*** EXCERPTED PASSAGE ***

= Fechner color effect =

Illusion of color

A sample of a Benham's top (animated version)

| Movie |
The Fechner color effect is an illusion of color seen when looking at certain rapidly changing or moving black-and-white patterns. They are also called pattern induced flicker colors (PIFCs).

The effect is most commonly demonstrated with a device known as Benham's top (also called Benham's disk). When the top is spun, arcs of pale color are visible at different places on the disk that forms its upper surface. The effect can also be seen in stroboscopic lights when flashes are set at certain critical speeds. Rotating fan blades, particularly aluminum ones, can also demonstrate the effect; as the fan accelerates or decelerates, the colors appear, drift, change and disappear. The stable running speed of the fan does not (normally) produce colors, suggesting that it is not an interference effect with the frequency of the illumination flicker.

The effect was noted by Gustav Fechner and Hermann von Helmholtz and propagated to English-speakers through Charles Benham's invention of his top. Florence Winger Bagley was one of the early investigators of this phenomenon.

*** End of EXCERPTED PASSAGE ***
*** PROVIDED RECORDS ***

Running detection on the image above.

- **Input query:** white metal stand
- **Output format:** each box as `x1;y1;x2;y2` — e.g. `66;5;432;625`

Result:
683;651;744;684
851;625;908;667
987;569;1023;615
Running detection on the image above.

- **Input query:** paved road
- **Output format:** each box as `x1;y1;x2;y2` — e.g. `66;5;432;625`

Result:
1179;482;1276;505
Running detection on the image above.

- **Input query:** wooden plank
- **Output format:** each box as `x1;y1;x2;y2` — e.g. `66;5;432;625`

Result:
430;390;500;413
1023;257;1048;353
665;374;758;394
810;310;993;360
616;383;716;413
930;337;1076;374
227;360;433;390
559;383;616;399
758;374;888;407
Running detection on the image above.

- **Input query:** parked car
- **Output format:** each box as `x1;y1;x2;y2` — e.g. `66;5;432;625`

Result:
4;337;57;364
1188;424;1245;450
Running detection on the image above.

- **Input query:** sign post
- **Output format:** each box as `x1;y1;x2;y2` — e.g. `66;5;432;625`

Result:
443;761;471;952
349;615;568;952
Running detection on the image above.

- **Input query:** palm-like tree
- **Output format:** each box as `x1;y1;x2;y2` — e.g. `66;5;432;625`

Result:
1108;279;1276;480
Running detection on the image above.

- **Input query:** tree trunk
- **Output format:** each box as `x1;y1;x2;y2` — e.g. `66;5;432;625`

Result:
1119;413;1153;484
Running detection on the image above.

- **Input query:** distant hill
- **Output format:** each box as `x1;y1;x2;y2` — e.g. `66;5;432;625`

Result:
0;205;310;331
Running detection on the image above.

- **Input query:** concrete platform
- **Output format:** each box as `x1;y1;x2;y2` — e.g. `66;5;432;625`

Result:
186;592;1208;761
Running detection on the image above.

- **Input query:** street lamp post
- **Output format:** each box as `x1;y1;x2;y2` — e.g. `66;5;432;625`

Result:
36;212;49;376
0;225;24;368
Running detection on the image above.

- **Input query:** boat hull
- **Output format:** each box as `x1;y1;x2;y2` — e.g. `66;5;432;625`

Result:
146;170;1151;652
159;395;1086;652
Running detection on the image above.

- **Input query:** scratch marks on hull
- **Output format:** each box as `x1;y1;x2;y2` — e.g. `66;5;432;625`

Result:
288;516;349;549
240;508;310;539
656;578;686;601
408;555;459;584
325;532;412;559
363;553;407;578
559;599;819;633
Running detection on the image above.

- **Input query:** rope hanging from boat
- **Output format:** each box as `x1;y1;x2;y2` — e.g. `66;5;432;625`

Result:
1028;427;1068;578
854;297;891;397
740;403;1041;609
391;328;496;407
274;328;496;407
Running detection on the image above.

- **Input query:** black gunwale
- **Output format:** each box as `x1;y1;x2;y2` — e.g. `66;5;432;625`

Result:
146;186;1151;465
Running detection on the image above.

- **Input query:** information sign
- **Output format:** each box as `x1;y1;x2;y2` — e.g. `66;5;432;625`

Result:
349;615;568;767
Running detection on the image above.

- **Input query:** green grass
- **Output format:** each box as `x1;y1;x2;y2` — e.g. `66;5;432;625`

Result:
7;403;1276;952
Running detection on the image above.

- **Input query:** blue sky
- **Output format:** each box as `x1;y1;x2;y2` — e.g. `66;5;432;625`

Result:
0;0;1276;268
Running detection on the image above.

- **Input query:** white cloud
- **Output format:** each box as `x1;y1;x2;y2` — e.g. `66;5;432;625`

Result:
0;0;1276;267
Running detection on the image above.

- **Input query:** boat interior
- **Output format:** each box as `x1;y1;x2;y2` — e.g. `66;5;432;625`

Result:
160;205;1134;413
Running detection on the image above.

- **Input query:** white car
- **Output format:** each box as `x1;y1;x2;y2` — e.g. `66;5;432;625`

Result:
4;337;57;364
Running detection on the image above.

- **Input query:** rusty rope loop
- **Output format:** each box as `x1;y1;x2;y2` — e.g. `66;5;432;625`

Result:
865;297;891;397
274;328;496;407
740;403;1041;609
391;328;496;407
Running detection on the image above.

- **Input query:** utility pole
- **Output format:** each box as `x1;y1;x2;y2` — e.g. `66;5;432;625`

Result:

*** End of PROVIDED RECORDS ***

[WHAT YOU NEED TO DO]:
A: Say whether each statement agrees with the Fechner color effect article, answering yes or no and quoting the words of the article that decide it: (i) Benham's top has another name. (ii) A fan running at a stable speed normally produces colors. (iii) The effect reached English speakers through an invention by Hermann von Helmholtz.
B: Please answer these questions from the Fechner color effect article:
(i) What other name does it give for the illusion?
(ii) Which fan blades does it single out as showing the effect?
(iii) Who does it name as one of the early investigators?
C: Carry on the Fechner color effect article from its final sentence.

[TASK ANSWERS]:
A:
(i) Yes: "Benham's top (also called Benham's disk)"
(ii) No: "The stable running speed of the fan does not (normally) produce colors"
(iii) No: "propagated to English-speakers through Charles Benham's invention of his top"

B:
(i) Pattern induced flicker colors (PIFCs)
(ii) Aluminum ones
(iii) Florence Winger Bagley

C:
The phenomenon originates from neural activity in the retina and spatial interactions in the primary visual cortex, which plays a role in encoding low-level image features, such as edges and spatiotemporal frequency components. Research indicates that the blue–yellow opponent process accounts for all the different PIFCs.

Research has been done into the use of Benham's top and other PIFCs as diagnostic tools for diseases of the eye and the visual track. It has shown particular promise in detecting optic neuritis.

== Benham's top ==
Benham's top is named after the English newspaper-man, amateur scientist, and toymaker Charles Benham, who in 1895 sold a top painted with the pattern shown. Benham was inspired to propagate the Fechner color effect through his top after his correspondence with Gustav Theodor Fechner, who had observed and demonstrated the said effect. Benham's top made it possible for speakers of the English language to learn of the Fechner color effect, about which Fechner's original reports were written in German.